▶ _Activity_: Copy the entries word for word. Keep the pictures out.

▶ _Dataset excerpts_:
------------------------

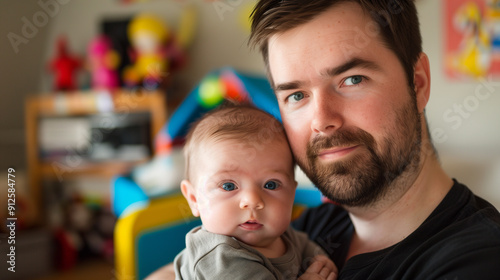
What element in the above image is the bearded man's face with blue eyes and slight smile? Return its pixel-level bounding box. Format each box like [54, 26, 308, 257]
[269, 3, 421, 206]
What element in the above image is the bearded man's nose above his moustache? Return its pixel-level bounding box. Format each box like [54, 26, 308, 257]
[311, 90, 344, 134]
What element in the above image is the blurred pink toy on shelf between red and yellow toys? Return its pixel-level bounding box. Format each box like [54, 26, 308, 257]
[88, 35, 120, 90]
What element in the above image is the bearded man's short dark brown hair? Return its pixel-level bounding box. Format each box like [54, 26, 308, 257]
[250, 0, 422, 88]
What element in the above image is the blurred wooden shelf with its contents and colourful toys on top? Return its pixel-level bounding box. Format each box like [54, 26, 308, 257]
[25, 8, 196, 228]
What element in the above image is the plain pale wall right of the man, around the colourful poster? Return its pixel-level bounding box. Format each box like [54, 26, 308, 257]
[417, 0, 500, 209]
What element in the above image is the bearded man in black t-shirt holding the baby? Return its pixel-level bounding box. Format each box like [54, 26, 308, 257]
[149, 0, 500, 280]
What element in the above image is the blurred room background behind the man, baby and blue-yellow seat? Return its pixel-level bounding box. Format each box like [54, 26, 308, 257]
[0, 0, 500, 279]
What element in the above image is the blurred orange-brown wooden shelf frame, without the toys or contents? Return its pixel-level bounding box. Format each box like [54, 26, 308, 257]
[25, 91, 166, 224]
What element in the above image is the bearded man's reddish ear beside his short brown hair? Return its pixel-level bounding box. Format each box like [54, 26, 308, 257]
[413, 52, 431, 113]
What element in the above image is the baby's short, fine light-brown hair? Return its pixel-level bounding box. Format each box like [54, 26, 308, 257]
[184, 103, 295, 180]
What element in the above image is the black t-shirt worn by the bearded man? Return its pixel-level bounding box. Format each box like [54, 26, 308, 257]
[293, 181, 500, 280]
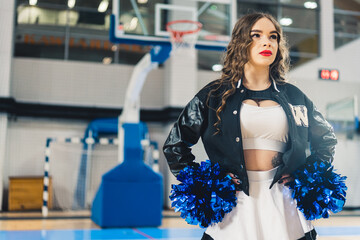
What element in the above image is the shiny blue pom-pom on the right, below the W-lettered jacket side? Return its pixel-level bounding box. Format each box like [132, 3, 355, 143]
[288, 156, 347, 220]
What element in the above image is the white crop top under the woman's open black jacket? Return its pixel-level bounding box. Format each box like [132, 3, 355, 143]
[240, 103, 289, 153]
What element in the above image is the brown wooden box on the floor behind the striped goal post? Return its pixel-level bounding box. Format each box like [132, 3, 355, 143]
[9, 176, 52, 211]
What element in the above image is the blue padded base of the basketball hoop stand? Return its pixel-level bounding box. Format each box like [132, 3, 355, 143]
[91, 124, 163, 228]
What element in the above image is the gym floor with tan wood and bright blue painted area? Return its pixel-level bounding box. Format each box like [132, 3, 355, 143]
[0, 211, 360, 240]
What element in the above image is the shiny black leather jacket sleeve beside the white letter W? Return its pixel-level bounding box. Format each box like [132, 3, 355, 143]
[305, 97, 337, 162]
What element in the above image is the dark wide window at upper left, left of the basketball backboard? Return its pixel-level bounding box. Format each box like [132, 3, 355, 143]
[14, 0, 149, 64]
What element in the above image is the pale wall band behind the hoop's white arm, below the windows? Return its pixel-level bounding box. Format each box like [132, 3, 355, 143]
[11, 58, 164, 109]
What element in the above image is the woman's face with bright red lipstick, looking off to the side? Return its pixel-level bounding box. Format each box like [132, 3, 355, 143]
[247, 17, 279, 67]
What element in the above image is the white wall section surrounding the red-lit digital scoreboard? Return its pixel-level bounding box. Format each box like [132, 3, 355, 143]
[290, 39, 360, 112]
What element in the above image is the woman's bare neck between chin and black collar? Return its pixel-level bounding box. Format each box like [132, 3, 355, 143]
[243, 65, 271, 90]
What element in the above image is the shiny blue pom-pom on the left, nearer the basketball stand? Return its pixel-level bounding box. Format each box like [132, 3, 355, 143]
[170, 160, 237, 228]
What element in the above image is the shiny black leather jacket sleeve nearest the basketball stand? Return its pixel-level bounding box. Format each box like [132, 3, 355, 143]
[163, 96, 205, 176]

------------------------

▶ _Result of the task_:
What element in the above image is the bearded man's face with blue eyes and slight smile? Return its pixel-level bounding box. Format each box like [54, 26, 308, 257]
[269, 3, 421, 206]
What element in the above image is the bearded man's nose above his moustache? Return its pixel-level bounding box. Format each box like [54, 26, 308, 257]
[311, 90, 344, 134]
What element in the above image is the blurred pink toy on shelf between red and yellow toys? Return its pixel-level bounding box. Format each box like [54, 26, 308, 257]
[88, 35, 120, 90]
What element in the above image is the bearded man's short dark brown hair? Return its pixel-level bounding box. Format each box like [54, 26, 308, 257]
[250, 0, 422, 88]
What element in the above image is the blurred wooden shelf with its contents and colourful toys on top? Return its pixel-level bounding box. Format each box like [54, 26, 308, 257]
[25, 8, 196, 228]
What element in the above image is the plain pale wall right of the man, around the colourful poster? Return its pixel-level bounding box. Format each box like [54, 26, 308, 257]
[417, 0, 500, 209]
What element in the above image is the bearded man in black t-shirt holding the baby? Return its pixel-level bounding box. Format each box like [54, 26, 308, 257]
[149, 0, 500, 280]
What element in the above image is the blurred room background behind the man, baby and blue-yellow seat? Return its pixel-level bounding box. Format each box like [54, 26, 308, 257]
[0, 0, 500, 279]
What element in the above image is the blurred orange-brown wooden shelf frame, without the toys or contents? Return its pixel-level bounding box. Format each box like [54, 26, 308, 257]
[25, 91, 166, 224]
What element in the above image is the bearded man's reddish ear beside his short brown hair? Return its pixel-level bounding box. Format each box like [54, 26, 308, 257]
[413, 52, 431, 113]
What element in the above image is the baby's short, fine light-brown hair? Return its pixel-level bounding box. Format each box like [54, 26, 308, 257]
[184, 103, 295, 180]
What element in the above image is the black t-shirt worn by the bearded man? Return its pixel-level bounding box. Format each box like [54, 26, 308, 257]
[293, 181, 500, 280]
What element in the above image is the shiny blue pom-pom on the right, below the W-lettered jacket side? Return its pixel-level bounding box. Format each box like [132, 3, 355, 143]
[288, 156, 347, 220]
What element in the above image is the white crop top under the woman's open black jacket? Return its pixel-level bounding box. Format each box like [132, 3, 355, 143]
[240, 103, 289, 153]
What element in the above image is the brown wooden box on the floor behind the striped goal post? Return its pixel-level bounding box. Format each box like [132, 3, 355, 143]
[9, 176, 52, 211]
What element in the above image is the blue padded base of the basketball hoop stand? Return its pixel-level bounding box. Format each box like [132, 3, 355, 143]
[91, 124, 163, 228]
What element in the above image is the gym floor with tan wood and bright blue painted area? Return its pixel-level bounding box. Format each box like [132, 3, 355, 143]
[0, 211, 360, 240]
What element in the above image is the shiny black leather jacket sleeve beside the white letter W? Return its pixel-level bounding box. Format each box like [132, 3, 355, 143]
[305, 97, 337, 162]
What element in the above image is the dark wide window at upper left, left of the basketball backboard? Return its pixel-level bounding box. Format each box like [132, 3, 355, 143]
[14, 0, 149, 64]
What element in the above image is the pale wall band behind the hoop's white arm, below the windows? Return its pixel-level bounding box. Format each box like [132, 3, 355, 143]
[11, 58, 164, 109]
What element in the above image is the woman's face with bright red lipstick, looking off to the side? Return its pixel-level bounding box. Format each box like [132, 3, 355, 143]
[247, 17, 279, 67]
What element in the above image is the white wall section surrounding the red-lit digital scoreboard? Return its pixel-level bounding box. Format each box like [132, 3, 355, 143]
[290, 39, 360, 112]
What element in the above image is the woman's bare neck between chin and black collar? Return its pixel-level bounding box. Format each box like [132, 3, 355, 143]
[243, 65, 271, 90]
What element in the above image is the shiny blue pom-pom on the left, nearer the basketball stand? Return its pixel-level bounding box. Format each box like [132, 3, 355, 143]
[170, 160, 237, 228]
What element in the above image is the shiny black leather jacket sleeve nearest the basketball stand? Return its pixel-level bounding box. Format each box like [132, 3, 355, 143]
[163, 96, 205, 176]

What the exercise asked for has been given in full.